## [GOAL OF THE EXERCISE]
If a line in the entries below includes the string "tire", copy it out.

## [Source records]

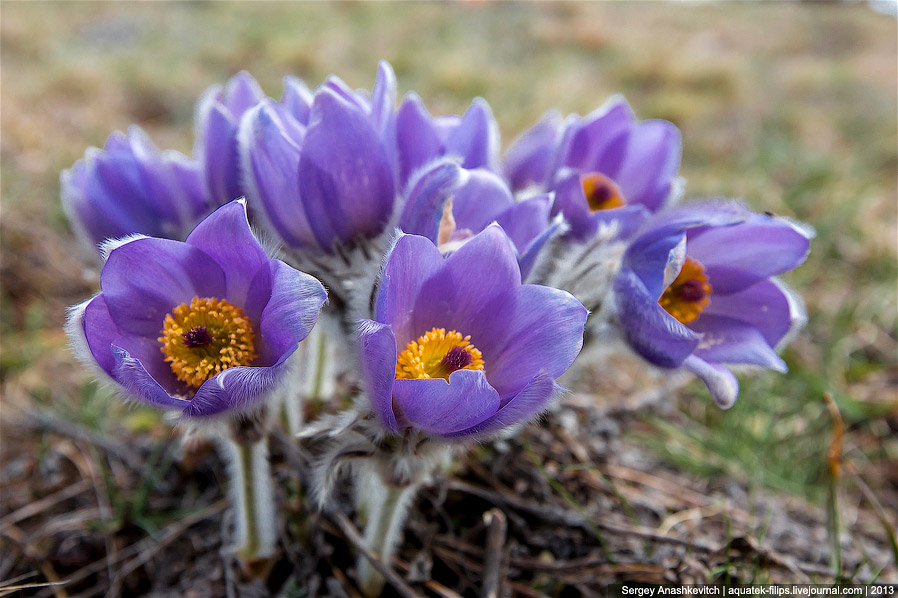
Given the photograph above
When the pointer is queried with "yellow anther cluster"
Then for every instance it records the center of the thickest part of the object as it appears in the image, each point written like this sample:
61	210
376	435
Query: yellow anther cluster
226	339
601	192
437	354
687	296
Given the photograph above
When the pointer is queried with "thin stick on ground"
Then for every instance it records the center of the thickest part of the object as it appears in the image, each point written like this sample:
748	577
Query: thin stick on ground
355	538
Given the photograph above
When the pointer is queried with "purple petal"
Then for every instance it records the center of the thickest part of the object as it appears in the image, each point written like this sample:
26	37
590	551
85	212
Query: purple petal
570	200
727	340
236	389
219	155
145	279
416	137
528	257
139	383
476	139
225	236
297	99
525	220
523	407
527	159
652	161
650	256
189	179
627	219
100	332
241	93
764	306
440	408
270	152
378	370
411	262
425	197
345	178
383	97
156	179
546	337
468	294
480	199
721	382
292	310
586	141
652	332
763	246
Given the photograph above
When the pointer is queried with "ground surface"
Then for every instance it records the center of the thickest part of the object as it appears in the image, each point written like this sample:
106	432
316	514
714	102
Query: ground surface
792	106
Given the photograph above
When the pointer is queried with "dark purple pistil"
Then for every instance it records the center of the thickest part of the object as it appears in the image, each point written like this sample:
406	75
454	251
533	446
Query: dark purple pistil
601	193
456	359
197	337
691	290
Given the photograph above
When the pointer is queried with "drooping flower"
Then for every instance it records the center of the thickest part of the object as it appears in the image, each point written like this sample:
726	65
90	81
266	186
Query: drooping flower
218	115
472	139
321	168
131	187
202	326
603	167
458	347
696	290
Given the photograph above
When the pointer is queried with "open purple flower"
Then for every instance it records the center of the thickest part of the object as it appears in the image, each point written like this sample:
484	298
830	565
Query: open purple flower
696	290
218	115
472	139
603	167
458	347
202	326
131	187
322	168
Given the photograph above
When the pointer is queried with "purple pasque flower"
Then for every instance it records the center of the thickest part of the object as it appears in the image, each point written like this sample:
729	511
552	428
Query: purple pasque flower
471	139
449	204
321	168
603	167
203	326
218	115
458	347
131	187
696	290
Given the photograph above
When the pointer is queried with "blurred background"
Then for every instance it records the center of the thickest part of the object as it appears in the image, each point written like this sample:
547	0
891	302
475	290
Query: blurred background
791	106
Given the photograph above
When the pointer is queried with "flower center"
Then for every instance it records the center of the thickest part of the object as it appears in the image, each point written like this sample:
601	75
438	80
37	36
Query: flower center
206	337
437	354
689	294
601	192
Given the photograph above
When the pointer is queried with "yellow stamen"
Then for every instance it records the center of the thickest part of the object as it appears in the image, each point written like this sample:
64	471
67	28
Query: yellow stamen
437	354
601	192
687	296
205	338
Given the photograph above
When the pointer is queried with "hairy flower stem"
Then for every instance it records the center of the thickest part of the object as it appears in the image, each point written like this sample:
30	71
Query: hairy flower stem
385	506
252	497
312	378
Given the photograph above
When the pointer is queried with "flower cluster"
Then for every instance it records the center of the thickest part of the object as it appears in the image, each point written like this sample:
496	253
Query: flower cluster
461	282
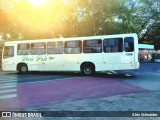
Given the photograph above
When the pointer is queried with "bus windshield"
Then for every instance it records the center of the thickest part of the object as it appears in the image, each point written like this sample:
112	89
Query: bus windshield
8	52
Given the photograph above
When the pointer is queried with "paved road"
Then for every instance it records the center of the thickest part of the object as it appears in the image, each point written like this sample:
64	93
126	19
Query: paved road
19	92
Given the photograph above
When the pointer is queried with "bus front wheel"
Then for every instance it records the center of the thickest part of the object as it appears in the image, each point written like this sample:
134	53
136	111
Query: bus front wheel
23	69
88	69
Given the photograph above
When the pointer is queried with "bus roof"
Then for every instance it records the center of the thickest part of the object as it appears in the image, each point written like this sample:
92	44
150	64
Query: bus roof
73	38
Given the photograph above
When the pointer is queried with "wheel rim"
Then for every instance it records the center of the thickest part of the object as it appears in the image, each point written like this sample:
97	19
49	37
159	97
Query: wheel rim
24	69
87	70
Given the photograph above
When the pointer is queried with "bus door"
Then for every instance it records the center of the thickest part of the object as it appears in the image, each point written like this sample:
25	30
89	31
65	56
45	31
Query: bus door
113	53
8	58
129	53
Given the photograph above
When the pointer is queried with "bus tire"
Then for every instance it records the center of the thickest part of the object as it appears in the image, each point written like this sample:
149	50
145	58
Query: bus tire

## [RESULT OF THE EXERCISE]
When the pointer is queried with "bus tire"
Query: bus tire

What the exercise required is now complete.